(STATED GOAL):
Copy every line of the data below without changing a single character.

** Start of RECORD EXTRACTS **

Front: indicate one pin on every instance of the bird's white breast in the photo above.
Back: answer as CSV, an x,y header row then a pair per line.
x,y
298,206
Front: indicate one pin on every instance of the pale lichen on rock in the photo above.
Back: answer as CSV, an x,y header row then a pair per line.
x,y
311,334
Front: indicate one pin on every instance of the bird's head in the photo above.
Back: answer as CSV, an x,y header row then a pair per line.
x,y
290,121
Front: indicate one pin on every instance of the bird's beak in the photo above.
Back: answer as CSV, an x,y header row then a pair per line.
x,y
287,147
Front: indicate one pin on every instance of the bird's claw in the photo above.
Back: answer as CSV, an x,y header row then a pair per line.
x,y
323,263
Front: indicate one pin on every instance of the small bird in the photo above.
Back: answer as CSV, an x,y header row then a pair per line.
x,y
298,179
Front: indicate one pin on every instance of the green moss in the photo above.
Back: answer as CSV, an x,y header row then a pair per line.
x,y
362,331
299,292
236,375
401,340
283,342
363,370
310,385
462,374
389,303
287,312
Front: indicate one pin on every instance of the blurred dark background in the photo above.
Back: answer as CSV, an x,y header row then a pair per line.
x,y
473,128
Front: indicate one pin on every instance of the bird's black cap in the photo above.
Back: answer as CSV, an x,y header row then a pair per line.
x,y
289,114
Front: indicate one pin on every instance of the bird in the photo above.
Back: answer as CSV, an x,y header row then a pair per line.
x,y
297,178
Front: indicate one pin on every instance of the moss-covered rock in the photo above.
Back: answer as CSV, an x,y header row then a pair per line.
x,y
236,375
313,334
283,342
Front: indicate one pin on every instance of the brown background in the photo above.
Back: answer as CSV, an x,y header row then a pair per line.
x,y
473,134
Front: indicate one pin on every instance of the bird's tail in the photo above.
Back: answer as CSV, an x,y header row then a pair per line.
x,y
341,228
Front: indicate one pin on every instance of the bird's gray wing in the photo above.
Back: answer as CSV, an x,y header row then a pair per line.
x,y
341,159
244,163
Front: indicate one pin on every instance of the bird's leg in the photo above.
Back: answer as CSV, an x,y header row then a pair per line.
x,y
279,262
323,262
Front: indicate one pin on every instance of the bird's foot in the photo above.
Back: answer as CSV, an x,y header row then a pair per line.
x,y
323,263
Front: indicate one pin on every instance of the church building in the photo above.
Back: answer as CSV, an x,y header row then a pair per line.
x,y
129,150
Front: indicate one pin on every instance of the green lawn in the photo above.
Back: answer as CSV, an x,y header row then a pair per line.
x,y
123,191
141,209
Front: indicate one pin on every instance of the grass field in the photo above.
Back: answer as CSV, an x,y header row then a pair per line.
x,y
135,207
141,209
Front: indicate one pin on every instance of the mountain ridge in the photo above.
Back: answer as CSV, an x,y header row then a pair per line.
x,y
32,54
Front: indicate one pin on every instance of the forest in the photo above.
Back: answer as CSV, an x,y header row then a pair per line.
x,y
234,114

** End of RECORD EXTRACTS **

(THE COMPLETED TASK):
Front: indicate one pin on every instance of the bird's white breast in the photo above.
Back: answer as CSV, an x,y header row then a pair per line.
x,y
298,206
Front: indicate one pin on every instance of the pale lichen on rock in the photo above.
Back: answer as CSV, an x,y header row then a pair per line.
x,y
311,334
Front: indicate one pin on every instance of the bird's head in the photo above.
Back: answer as CSV, an x,y header row then a pair per line.
x,y
290,121
Front: indicate one pin on every instance of the bird's beak in the photo above.
Back: answer as CSV, an x,y header row then a pair per line.
x,y
287,147
Front: indicate one pin on every instance of the bird's claw in the photo above.
Back: answer as CSV, an x,y header row then a pair per line.
x,y
323,263
Front: indicate one pin on every instance of the small bird in the photo above.
Back: answer as CSV, an x,y header row then a pair per line.
x,y
298,179
Front: indicate one pin on every instance of the green moss in the photo above.
Back: answer as CSV, an x,y header row then a pair per line.
x,y
362,331
299,292
236,375
401,340
283,342
363,370
310,385
462,374
389,303
287,312
Front: indicate one pin on every instance of the blurred dark background in the photo above.
Back: answer as CSV, an x,y header row then a pair per line.
x,y
473,128
Front: indicate one pin on every instance of the bird's black cap in the photo above.
Back: answer as CSV, an x,y header row then a pair per line.
x,y
289,114
Front: indicate one pin on every instance of the bird in the photo above.
Back: answer as CSV, an x,y header row then a pair per line.
x,y
297,178
Front: indicate one pin on every instance of the moss-covered rock in the photo above.
Back: answer as CSV, an x,y header row then a pair per line.
x,y
236,375
313,334
283,342
Front: indicate one pin on every instance of the brown background in the photo above.
Back: answer as CSV, an x,y header row then a pair per line.
x,y
473,134
Front: indicate one pin on every instance of the bird's tail in the photo above.
Back: answer as CSV, an x,y header row then a pair per line.
x,y
341,228
Front: indicate one pin on every instance of the bird's gray wing in the photo above.
Back: answer as CSV, an x,y header row then a pair per line.
x,y
341,159
244,163
Front: indicate one pin on every instance of the bird's leg in the photo above.
Back: answer as CSV, an x,y header row then a pair per line.
x,y
279,262
323,262
Front: indicate one pin on every instance of the bird's foot in the photo above.
Back: answer as CSV, an x,y header row then a pair per line.
x,y
323,263
Front: indicate one pin on every instance of the church building in the photo above.
Back: answer as CSV, an x,y header row then a pair per line.
x,y
129,150
Front: indicate one pin on every instance of the green lawn in the photo above.
Back: answer as CSV, an x,y header row then a pair per line.
x,y
123,191
141,209
Front: indicate one pin on every instance of the grass field in the photo above.
Back: answer as CSV, an x,y header row then a pair per line.
x,y
135,207
141,209
Front: indicate one pin on every instance of the mountain ridge in the photo above.
Back: answer as CSV, an x,y header row then a pair per line.
x,y
32,54
Front: indicate one pin on every instance of the forest in the photo above.
Back: answer as CSV, an x,y header row then a pair per line.
x,y
234,114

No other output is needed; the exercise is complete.